- _Dataset excerpts_
— start —

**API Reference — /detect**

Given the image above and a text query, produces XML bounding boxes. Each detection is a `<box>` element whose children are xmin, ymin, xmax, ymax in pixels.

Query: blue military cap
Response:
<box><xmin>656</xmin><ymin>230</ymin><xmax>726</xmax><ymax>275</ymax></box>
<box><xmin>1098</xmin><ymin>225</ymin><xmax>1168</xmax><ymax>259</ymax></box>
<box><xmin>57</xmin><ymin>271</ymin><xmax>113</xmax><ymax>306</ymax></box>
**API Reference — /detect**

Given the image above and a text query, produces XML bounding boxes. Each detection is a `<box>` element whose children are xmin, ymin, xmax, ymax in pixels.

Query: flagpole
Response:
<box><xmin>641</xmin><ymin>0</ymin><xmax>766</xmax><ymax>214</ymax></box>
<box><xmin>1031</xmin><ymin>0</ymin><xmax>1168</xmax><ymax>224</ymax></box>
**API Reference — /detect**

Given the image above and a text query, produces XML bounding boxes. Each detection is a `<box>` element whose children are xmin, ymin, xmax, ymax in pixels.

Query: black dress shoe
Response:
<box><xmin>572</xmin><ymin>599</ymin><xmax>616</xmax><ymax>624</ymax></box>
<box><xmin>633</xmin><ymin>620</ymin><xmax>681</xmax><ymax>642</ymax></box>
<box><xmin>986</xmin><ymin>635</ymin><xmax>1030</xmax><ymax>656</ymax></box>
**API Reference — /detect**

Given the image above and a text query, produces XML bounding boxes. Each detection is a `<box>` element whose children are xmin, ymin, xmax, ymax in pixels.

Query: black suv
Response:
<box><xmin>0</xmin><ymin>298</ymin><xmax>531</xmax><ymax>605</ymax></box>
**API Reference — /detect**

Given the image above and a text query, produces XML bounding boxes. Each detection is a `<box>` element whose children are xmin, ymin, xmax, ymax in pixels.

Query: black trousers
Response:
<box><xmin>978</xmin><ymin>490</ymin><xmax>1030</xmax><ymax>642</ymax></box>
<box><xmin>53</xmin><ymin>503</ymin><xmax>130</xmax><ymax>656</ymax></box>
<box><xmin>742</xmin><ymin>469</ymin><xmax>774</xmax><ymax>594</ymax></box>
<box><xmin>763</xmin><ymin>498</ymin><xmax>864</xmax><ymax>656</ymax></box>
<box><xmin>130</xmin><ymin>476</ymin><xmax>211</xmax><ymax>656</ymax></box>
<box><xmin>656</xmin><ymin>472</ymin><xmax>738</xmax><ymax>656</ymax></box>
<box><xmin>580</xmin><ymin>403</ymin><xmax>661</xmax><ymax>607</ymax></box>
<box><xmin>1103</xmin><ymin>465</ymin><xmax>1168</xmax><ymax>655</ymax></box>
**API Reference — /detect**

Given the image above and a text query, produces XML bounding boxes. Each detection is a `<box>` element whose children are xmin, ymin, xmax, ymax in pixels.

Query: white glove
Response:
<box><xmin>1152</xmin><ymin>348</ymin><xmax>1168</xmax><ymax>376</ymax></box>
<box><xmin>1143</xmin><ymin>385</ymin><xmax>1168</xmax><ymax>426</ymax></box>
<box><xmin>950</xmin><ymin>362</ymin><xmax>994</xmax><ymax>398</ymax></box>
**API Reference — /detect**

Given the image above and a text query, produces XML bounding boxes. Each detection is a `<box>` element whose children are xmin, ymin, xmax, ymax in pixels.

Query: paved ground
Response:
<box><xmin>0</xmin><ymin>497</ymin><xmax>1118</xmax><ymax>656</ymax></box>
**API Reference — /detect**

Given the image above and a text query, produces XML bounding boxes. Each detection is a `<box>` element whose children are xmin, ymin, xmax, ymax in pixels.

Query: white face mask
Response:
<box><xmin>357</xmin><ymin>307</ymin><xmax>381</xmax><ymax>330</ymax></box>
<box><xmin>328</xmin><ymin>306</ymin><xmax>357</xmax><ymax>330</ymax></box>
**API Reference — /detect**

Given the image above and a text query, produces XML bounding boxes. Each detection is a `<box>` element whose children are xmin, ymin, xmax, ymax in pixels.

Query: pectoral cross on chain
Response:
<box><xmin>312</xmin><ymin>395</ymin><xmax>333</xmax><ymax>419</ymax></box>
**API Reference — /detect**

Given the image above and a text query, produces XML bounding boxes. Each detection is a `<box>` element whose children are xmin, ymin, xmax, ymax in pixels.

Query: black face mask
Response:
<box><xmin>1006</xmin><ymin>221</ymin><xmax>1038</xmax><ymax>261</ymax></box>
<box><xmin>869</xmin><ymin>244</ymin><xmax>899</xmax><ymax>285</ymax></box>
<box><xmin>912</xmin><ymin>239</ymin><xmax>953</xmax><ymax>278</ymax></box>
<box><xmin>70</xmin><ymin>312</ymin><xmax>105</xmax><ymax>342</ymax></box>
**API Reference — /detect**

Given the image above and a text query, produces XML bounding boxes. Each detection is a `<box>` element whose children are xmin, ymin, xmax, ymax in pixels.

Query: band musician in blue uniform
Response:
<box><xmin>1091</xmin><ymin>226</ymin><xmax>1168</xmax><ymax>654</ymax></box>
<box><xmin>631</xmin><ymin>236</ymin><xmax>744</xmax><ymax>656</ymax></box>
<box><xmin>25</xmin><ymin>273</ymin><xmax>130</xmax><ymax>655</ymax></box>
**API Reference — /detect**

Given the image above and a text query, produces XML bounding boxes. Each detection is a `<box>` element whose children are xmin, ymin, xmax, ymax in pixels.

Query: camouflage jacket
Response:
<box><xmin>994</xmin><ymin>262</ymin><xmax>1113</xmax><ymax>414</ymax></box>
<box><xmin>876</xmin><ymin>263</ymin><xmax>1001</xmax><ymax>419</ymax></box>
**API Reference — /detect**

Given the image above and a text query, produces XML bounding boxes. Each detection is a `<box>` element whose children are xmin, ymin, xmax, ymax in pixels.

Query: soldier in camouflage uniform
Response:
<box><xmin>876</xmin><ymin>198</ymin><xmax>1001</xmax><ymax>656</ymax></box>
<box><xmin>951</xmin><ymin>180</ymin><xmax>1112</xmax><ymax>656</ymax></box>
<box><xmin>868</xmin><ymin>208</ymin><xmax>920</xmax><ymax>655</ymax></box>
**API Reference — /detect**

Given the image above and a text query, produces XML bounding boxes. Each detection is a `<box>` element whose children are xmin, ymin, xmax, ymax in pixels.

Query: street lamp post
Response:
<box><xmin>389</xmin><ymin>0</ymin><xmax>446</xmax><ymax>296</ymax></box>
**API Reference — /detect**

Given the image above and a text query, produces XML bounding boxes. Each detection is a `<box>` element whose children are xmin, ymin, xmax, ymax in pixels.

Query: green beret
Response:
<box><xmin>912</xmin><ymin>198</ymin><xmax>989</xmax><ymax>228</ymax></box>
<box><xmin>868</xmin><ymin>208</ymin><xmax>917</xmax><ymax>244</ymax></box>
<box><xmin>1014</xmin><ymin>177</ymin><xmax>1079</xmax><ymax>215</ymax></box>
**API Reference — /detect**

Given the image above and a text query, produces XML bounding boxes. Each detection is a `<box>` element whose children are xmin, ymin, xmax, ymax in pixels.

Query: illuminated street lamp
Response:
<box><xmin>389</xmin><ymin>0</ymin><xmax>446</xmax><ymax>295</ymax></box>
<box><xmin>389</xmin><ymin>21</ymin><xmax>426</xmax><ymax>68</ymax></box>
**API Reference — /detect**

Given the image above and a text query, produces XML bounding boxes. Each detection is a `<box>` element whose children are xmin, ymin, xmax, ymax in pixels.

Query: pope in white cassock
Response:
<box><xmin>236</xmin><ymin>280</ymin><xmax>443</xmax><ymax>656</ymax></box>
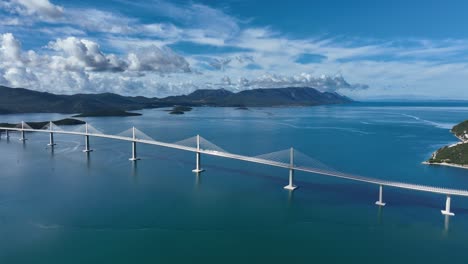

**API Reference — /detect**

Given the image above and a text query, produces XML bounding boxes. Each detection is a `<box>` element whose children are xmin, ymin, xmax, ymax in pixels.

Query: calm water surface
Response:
<box><xmin>0</xmin><ymin>104</ymin><xmax>468</xmax><ymax>264</ymax></box>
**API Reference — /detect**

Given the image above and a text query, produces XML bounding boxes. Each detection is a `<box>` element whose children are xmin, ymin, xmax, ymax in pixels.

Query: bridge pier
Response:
<box><xmin>284</xmin><ymin>148</ymin><xmax>297</xmax><ymax>191</ymax></box>
<box><xmin>47</xmin><ymin>132</ymin><xmax>57</xmax><ymax>147</ymax></box>
<box><xmin>440</xmin><ymin>195</ymin><xmax>455</xmax><ymax>216</ymax></box>
<box><xmin>47</xmin><ymin>121</ymin><xmax>57</xmax><ymax>147</ymax></box>
<box><xmin>129</xmin><ymin>127</ymin><xmax>139</xmax><ymax>161</ymax></box>
<box><xmin>83</xmin><ymin>123</ymin><xmax>93</xmax><ymax>153</ymax></box>
<box><xmin>375</xmin><ymin>185</ymin><xmax>385</xmax><ymax>206</ymax></box>
<box><xmin>192</xmin><ymin>135</ymin><xmax>205</xmax><ymax>173</ymax></box>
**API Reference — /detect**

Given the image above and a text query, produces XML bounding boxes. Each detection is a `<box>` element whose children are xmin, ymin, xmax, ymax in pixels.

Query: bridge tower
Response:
<box><xmin>47</xmin><ymin>121</ymin><xmax>57</xmax><ymax>147</ymax></box>
<box><xmin>375</xmin><ymin>185</ymin><xmax>385</xmax><ymax>206</ymax></box>
<box><xmin>284</xmin><ymin>148</ymin><xmax>297</xmax><ymax>191</ymax></box>
<box><xmin>440</xmin><ymin>195</ymin><xmax>455</xmax><ymax>216</ymax></box>
<box><xmin>20</xmin><ymin>121</ymin><xmax>28</xmax><ymax>142</ymax></box>
<box><xmin>83</xmin><ymin>123</ymin><xmax>93</xmax><ymax>152</ymax></box>
<box><xmin>192</xmin><ymin>135</ymin><xmax>204</xmax><ymax>173</ymax></box>
<box><xmin>129</xmin><ymin>127</ymin><xmax>139</xmax><ymax>161</ymax></box>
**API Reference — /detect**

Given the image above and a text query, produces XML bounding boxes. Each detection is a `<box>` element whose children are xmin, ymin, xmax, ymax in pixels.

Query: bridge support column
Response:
<box><xmin>192</xmin><ymin>135</ymin><xmax>204</xmax><ymax>173</ymax></box>
<box><xmin>47</xmin><ymin>132</ymin><xmax>57</xmax><ymax>147</ymax></box>
<box><xmin>440</xmin><ymin>195</ymin><xmax>455</xmax><ymax>216</ymax></box>
<box><xmin>284</xmin><ymin>148</ymin><xmax>297</xmax><ymax>191</ymax></box>
<box><xmin>20</xmin><ymin>121</ymin><xmax>28</xmax><ymax>141</ymax></box>
<box><xmin>83</xmin><ymin>123</ymin><xmax>93</xmax><ymax>153</ymax></box>
<box><xmin>129</xmin><ymin>127</ymin><xmax>139</xmax><ymax>161</ymax></box>
<box><xmin>47</xmin><ymin>121</ymin><xmax>56</xmax><ymax>147</ymax></box>
<box><xmin>20</xmin><ymin>130</ymin><xmax>28</xmax><ymax>141</ymax></box>
<box><xmin>83</xmin><ymin>135</ymin><xmax>93</xmax><ymax>152</ymax></box>
<box><xmin>375</xmin><ymin>185</ymin><xmax>385</xmax><ymax>206</ymax></box>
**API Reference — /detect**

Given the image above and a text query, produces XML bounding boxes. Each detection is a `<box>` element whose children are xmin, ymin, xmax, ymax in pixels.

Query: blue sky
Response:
<box><xmin>0</xmin><ymin>0</ymin><xmax>468</xmax><ymax>99</ymax></box>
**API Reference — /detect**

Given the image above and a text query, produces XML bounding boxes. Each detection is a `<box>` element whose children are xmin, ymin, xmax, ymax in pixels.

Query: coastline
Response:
<box><xmin>422</xmin><ymin>124</ymin><xmax>468</xmax><ymax>169</ymax></box>
<box><xmin>422</xmin><ymin>161</ymin><xmax>468</xmax><ymax>170</ymax></box>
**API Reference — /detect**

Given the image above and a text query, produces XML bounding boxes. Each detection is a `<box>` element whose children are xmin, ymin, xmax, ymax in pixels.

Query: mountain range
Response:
<box><xmin>0</xmin><ymin>86</ymin><xmax>352</xmax><ymax>114</ymax></box>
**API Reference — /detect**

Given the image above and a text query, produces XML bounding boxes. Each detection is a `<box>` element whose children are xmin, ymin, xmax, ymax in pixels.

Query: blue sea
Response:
<box><xmin>0</xmin><ymin>102</ymin><xmax>468</xmax><ymax>264</ymax></box>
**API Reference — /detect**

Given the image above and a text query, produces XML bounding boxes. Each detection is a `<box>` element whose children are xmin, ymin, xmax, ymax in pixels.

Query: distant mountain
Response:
<box><xmin>0</xmin><ymin>86</ymin><xmax>352</xmax><ymax>114</ymax></box>
<box><xmin>160</xmin><ymin>87</ymin><xmax>352</xmax><ymax>107</ymax></box>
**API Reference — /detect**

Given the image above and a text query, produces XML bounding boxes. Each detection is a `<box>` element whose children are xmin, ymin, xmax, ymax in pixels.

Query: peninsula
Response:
<box><xmin>424</xmin><ymin>120</ymin><xmax>468</xmax><ymax>169</ymax></box>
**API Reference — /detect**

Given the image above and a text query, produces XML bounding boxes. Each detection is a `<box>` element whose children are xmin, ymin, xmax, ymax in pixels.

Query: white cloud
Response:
<box><xmin>48</xmin><ymin>37</ymin><xmax>126</xmax><ymax>71</ymax></box>
<box><xmin>128</xmin><ymin>46</ymin><xmax>191</xmax><ymax>74</ymax></box>
<box><xmin>4</xmin><ymin>0</ymin><xmax>468</xmax><ymax>97</ymax></box>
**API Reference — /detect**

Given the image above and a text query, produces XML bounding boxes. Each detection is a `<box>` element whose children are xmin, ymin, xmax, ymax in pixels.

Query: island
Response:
<box><xmin>424</xmin><ymin>120</ymin><xmax>468</xmax><ymax>169</ymax></box>
<box><xmin>0</xmin><ymin>85</ymin><xmax>353</xmax><ymax>117</ymax></box>
<box><xmin>0</xmin><ymin>118</ymin><xmax>86</xmax><ymax>129</ymax></box>
<box><xmin>73</xmin><ymin>110</ymin><xmax>141</xmax><ymax>117</ymax></box>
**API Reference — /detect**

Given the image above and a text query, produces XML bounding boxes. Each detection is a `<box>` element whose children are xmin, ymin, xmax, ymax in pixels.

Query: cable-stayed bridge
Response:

— end —

- _What is expected_
Show each line from the rows above that contains the string "uniform", with case counting.

- _Task response_
Query: band musician in blue uniform
Query: soldier in camouflage uniform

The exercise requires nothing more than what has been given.